---------- Extrait du texte ----------

L’Ouganda, qui a recensé au total 122 cas de nouveau coronavirus, a mené des milliers de tests sur les chauffeurs-routiers, dont 51, essentiellement des Kényans et des Tanzaniens, se sont révélés positifs au Covid-19.
Le Rwanda voisin indique depuis trois semaines que le nombre de cas sur son territoire – actuellement de 285 – « reflète une augmentation de cas parmi les routiers et leurs assistants », sans préciser leur nombre exact.
Ailleurs, au Kenya, en RDC ou au Soudan du Sud, des conducteurs de camions ont aussi été testés positifs.
– Le transport du virus –
Osborne Ndalo, un médecin à Mombasa pour l’ONG North Star Alliance qui gère des centres de santé dédiés aux routiers, explique qu’un chauffeur kényan testé positif à la frontière avec l’Ouganda, avait transmis le virus à au moins quatre personnes sur sa route, dont une petite amie.
« Ce qui fait des chauffeurs-routiers un groupe à risques, c’est leur mobilité (…) Ils sont au contact de personnes de différents milieux et de différentes régions », précise le médecin.
Pour le directeur ougandais des services de santé, le Dr. Henry Mwebesa, la fréquentation de prostituées est un risque supplémentaire.
« Un chauffeur de poids-lourd positif peut infecter une travailleuse du sexe par un simple contact et le virus peut alors non seulement se propager parmi les routiers mais aussi les communautés » locales, un schéma rappelant celui de la propagation du VIH-sida dans la région.
Le Kenya a désormais imposé aux chauffeurs-routiers traversant ses frontières de passer un test toutes les deux semaines et d’en avoir la preuve.

---------- Jeu de données ----------

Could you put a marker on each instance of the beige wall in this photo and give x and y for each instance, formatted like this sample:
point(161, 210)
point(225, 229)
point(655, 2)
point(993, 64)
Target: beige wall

----------

Consigne A: D'après l'extrait, combien de chauffeurs-routiers testés en Ouganda se sont révélés positifs au Covid-19 ?
Consigne B: Expliquez, en vous appuyant sur l'extrait, pourquoi le médecin de North Star Alliance considère les chauffeurs-routiers comme un groupe à risques.

Résultat de l'exercice A: 51 chauffeurs-routiers, essentiellement des Kényans et des Tanzaniens.

Résultat de l'exercice B: Le médecin explique que le risque vient de leur mobilité. Les chauffeurs-routiers sont en contact avec des personnes de différents milieux et de différentes régions.